*Supplied records*:
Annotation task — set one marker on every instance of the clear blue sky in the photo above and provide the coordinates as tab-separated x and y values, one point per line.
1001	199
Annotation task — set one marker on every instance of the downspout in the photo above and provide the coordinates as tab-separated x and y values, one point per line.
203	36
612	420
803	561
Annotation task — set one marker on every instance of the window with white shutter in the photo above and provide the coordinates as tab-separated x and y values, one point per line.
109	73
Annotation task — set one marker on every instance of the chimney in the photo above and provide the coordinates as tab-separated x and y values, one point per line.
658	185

==

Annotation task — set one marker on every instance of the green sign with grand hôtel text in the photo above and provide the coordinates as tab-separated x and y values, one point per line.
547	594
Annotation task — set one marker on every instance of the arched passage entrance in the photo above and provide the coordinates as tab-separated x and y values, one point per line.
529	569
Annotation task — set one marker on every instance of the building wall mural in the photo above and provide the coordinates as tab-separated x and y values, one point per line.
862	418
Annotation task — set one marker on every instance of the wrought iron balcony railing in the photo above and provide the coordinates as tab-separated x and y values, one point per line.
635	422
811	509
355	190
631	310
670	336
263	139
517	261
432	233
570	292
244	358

* * *

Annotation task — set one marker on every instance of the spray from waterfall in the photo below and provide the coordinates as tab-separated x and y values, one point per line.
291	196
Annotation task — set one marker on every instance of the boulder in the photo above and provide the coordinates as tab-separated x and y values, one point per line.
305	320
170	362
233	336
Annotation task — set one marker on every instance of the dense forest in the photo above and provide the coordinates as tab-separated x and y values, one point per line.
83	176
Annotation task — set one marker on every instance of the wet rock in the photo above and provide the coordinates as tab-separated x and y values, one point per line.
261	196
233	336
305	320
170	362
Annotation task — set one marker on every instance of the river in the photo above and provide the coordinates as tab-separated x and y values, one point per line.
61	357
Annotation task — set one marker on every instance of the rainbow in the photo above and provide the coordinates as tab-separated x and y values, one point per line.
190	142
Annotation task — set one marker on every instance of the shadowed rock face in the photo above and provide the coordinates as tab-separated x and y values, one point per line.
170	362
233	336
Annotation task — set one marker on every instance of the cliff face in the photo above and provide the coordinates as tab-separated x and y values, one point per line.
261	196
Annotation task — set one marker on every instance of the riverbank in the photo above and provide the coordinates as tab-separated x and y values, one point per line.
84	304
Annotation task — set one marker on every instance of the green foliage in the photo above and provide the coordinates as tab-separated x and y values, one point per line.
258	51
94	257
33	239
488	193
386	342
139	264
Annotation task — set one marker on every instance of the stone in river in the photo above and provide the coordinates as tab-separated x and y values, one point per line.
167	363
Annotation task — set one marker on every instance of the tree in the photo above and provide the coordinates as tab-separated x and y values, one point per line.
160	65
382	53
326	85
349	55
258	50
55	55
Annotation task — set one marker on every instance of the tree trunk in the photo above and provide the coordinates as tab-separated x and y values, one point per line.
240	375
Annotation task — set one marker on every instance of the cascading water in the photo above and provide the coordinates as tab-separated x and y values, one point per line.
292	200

*Problem to work on*:
Please return every line from the listing above that contains the string "green". Matching is case-sensitive.

*Full solution*:
Annotation task — set one marker on every instance of the green sign with grand hôtel text in the photo above and provide the coordinates as tab-separated x and y values, one point per line.
Annotation task — set one marker on every instance of the green foliage in the photo above and provide the coordinates as tab-separated x and y values, one point per line.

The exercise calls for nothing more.